──────── Textauszug ────────

2. „… Dinge …, durch welche … die Theorie der Vulcane einen nicht geringen Fortschritt gethan hat“ (von Buch) : Humboldts Beobachtungen und Erkenntnisse
Im folgenden soll an Hand einiger Beispiele an Beobachtungsergebnisse und Erkenntnisse Humboldts zur Geognosie der Vulkane erinnert werden.
Bis zur Humboldtschen Forschungsreise galten, was die Gestalt der Vulkane und die Art des Ausbruchs betrifft, der Vesuv und der Aetna als Proto-Typen.
Humboldt zeigte, dass es auch andere Typen von Vulkanen gibt. Das betrifft die Gestalt als auch die Art des Ausbruchs.
In Bezug auf ihre Gestalt unterschied Humboldt in seinem Reisebericht drei Typen von Vulkanen: „schlanke Pics mit konischer Form“, „Berge mit verlängertem Rücken“, „Höhen, welche in der Form von Kuppeln oder umgestürzten Glocken zugerundet sind“. In seinem Werk „Physikalische Beschreibung der canarischen Inseln“ hat Leopold von Buch die Vulkane in zwei Klassen eingeteilt: Zentralvulkane, Reihenvulkane. Diese Einteilung übernahm Humboldt später auch in seinem Kosmos.
In seinem Akademie-Vortrag „Über den Bau und die Wirkungsart der Vulkane in den verschiedenen Erdstrichen“ (gelesen am 24. Januar 1823)[1] sagte Humboldt:
„Je mannichfaltiger der Bau der Vulcane, das heißt der Erhebungen ist, welche den Kanal umschließen, durch welchen die geschmolzenen Massen des innern Erdkörpers an die Oberfläche gelangen, desto wichtiger ist es, diesen Bau mittelst genauer Messungen zu ergründen. Das Interesse dieser Messungen, die in einem andern Welttheile ein besonderer Gegenstand meiner Untersuchungen gewesen sind, wird durch die Betrachtung erhöht, daß das zu messende an vielen Punkten eine veränderliche Größe ist.“
Er sprach von der „Pflicht des reisenden Geognosten, bei Bestimmung der Unebenheiten der Erdoberfläche hauptsächlich auf die veränderliche Höhe der Vulcane Rücksicht zu nehmen.“
Wichtig waren für Humboldt auch Erkenntnisse zu der Anzahl und der geographischen Verteilung der Vulkane. In seinem Vortrag sagte er:
„Alle Vulcane [des amerikanischen Festlandes] sind, in dem, Asien gegenüberliegenden Theile vereinigt, in der meridianartig ausgedehnten, 1800 geographische Meilen langen Andes-Kette. Auch ist das ganze Hochland von Quito ein einziger vulcanischer Heerd, dessen Gipfel Pichincha, Cotopaxi und Tunguragua bilden. Das unterirdische Feuer bricht bald aus der einen, bald aus der andern dieser Öffnungen aus, die man sich als abgesonderte Vulcane zu betrachten gewöhnt hat.“
In Mexiko vermisste Humboldt zunächst jede Regelmäßigkeit in der Anordnung der Vulkane. Im Kosmos schrieb Humboldt darüber: „Eine genaue astronomische Ortsbestimmung der colossalen Schneeberge und Vulkane im Inneren von Mexico […] hat mich erst nach meiner Rückkehr nach Europa, beim Eintragen der Maxima der Höhen in meine große Karte von Neu-Spanien, zu dem überaus merkwürdigen Resultate geführt: daß es dort, von Meer zu Meer, einen Parallel der Vulkane und größten Höhen giebt, der um wenige Minuten um den Parallel von 19° oscilliert“ und sich vom Atlantischen zum Stillen Ozean erstreckt.

──────── Datenauszüge ────────

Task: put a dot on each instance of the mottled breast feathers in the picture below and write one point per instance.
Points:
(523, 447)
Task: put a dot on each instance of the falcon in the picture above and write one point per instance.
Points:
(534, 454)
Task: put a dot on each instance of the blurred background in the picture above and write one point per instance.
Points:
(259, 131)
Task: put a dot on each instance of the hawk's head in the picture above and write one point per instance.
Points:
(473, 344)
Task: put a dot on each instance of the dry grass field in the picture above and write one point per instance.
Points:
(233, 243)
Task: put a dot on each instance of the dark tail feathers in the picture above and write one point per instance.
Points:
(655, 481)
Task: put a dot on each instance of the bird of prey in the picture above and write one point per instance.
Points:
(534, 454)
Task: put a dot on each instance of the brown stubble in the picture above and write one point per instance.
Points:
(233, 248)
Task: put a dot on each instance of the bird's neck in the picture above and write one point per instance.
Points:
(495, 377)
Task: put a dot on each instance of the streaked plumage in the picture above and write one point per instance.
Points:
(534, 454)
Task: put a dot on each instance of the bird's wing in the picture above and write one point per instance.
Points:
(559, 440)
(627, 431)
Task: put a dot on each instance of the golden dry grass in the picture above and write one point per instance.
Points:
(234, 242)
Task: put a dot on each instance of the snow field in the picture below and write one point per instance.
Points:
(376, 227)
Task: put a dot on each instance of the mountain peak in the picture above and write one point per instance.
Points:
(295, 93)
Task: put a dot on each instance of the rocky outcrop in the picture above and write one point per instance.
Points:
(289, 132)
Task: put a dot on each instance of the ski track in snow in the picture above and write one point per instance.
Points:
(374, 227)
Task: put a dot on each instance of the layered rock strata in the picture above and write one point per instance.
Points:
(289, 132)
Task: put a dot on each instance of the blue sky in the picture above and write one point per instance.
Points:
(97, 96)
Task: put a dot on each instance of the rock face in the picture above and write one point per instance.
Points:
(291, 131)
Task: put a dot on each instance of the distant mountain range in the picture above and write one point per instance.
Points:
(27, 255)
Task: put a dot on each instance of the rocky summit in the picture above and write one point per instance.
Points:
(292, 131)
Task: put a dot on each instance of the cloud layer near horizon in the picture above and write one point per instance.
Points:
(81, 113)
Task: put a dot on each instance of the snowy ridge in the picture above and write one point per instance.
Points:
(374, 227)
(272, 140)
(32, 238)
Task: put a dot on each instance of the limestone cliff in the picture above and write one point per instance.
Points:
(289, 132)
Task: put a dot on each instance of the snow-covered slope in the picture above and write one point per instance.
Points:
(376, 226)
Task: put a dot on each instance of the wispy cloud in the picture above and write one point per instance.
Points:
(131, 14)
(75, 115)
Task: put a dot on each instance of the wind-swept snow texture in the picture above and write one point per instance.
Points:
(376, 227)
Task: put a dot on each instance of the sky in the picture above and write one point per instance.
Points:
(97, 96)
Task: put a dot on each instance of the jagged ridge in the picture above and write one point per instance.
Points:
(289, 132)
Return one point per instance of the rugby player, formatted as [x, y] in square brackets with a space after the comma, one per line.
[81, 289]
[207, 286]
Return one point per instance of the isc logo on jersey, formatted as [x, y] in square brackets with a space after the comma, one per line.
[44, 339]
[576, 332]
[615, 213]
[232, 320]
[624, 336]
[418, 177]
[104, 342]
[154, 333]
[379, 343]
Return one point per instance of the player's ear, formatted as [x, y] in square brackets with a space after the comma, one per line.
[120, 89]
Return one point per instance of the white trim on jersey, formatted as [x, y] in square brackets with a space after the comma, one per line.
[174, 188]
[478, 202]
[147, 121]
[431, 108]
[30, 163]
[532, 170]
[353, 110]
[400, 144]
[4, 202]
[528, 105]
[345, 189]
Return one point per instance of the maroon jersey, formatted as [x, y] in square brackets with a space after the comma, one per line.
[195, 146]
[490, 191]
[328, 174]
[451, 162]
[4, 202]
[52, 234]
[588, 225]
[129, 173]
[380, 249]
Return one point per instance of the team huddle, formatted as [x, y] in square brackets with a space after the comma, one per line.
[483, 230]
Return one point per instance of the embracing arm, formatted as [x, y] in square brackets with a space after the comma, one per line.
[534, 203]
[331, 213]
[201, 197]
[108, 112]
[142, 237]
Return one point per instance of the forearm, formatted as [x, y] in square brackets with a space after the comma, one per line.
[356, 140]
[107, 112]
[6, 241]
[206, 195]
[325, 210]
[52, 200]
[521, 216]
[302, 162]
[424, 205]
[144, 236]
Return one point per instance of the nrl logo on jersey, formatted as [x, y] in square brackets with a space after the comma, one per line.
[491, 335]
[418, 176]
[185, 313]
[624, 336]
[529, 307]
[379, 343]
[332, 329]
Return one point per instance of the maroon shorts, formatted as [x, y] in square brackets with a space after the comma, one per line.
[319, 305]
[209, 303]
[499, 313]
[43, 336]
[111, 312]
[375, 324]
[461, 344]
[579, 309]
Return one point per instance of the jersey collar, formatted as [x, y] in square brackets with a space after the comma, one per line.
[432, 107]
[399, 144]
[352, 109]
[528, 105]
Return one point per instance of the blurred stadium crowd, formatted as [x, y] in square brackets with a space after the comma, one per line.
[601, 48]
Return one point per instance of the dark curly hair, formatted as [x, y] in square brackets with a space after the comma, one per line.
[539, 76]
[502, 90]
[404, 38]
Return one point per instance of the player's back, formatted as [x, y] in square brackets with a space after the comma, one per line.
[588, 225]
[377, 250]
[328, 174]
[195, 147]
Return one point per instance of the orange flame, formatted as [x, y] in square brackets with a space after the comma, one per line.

────────

> Aufgabe
Zähle aus dem Textauszug alle Typen von Vulkanen auf, die Humboldt in seinem Reisebericht nach ihrer Gestalt unterschied.

> Lösung
- „schlanke Pics mit konischer Form“
- „Berge mit verlängertem Rücken“
- „Höhen, welche in der Form von Kuppeln oder umgestürzten Glocken zugerundet sind“